- **Assignment**:
Each line of the entries below that includes "roof" belongs in your answer.

──────── The input

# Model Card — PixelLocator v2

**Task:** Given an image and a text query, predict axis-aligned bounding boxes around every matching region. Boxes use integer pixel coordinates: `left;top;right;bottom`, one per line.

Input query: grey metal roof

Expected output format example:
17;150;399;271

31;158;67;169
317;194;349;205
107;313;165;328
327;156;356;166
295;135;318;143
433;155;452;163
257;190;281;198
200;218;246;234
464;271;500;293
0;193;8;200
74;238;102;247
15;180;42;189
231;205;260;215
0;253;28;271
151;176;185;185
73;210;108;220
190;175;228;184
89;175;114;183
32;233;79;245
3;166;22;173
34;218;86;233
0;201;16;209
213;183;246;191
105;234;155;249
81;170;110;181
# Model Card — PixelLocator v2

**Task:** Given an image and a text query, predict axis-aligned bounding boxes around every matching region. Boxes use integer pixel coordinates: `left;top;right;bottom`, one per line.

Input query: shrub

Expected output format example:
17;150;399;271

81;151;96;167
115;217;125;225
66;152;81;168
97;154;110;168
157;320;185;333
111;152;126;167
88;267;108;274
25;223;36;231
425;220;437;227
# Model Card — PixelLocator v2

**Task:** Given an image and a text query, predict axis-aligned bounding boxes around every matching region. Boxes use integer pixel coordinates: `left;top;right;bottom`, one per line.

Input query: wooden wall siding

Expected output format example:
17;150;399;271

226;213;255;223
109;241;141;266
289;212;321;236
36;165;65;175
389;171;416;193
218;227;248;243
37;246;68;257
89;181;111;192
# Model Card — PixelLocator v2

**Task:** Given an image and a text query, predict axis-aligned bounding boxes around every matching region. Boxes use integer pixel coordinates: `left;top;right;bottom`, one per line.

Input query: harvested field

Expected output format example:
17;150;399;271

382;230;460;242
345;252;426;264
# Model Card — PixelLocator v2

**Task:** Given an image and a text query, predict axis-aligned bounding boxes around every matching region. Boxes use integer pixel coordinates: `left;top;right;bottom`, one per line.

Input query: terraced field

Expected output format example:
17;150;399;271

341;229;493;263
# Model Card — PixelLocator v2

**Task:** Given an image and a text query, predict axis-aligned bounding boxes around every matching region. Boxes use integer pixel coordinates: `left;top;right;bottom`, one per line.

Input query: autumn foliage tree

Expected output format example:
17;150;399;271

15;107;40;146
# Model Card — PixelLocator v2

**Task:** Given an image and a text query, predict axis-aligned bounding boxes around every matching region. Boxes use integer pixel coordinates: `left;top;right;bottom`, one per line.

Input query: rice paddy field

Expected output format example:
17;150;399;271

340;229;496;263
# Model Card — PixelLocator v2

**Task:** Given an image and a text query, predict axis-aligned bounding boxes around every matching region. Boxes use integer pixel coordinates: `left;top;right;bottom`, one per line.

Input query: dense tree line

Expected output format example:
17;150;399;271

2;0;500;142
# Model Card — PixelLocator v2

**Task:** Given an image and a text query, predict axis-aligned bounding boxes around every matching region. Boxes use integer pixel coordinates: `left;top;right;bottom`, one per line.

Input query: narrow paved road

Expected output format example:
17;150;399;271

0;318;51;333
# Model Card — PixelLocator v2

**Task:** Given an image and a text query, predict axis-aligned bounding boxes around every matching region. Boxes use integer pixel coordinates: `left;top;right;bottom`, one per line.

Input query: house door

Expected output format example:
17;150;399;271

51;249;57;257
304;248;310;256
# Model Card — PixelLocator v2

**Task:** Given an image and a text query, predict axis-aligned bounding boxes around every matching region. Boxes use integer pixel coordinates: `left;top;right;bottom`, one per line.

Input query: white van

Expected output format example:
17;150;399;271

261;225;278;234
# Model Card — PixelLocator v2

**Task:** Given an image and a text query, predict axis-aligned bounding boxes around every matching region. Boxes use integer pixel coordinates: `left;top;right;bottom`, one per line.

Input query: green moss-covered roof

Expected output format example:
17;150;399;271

────────────────

- **Completed exercise**:
Input query: grey metal roof
Input query: green moss-covered roof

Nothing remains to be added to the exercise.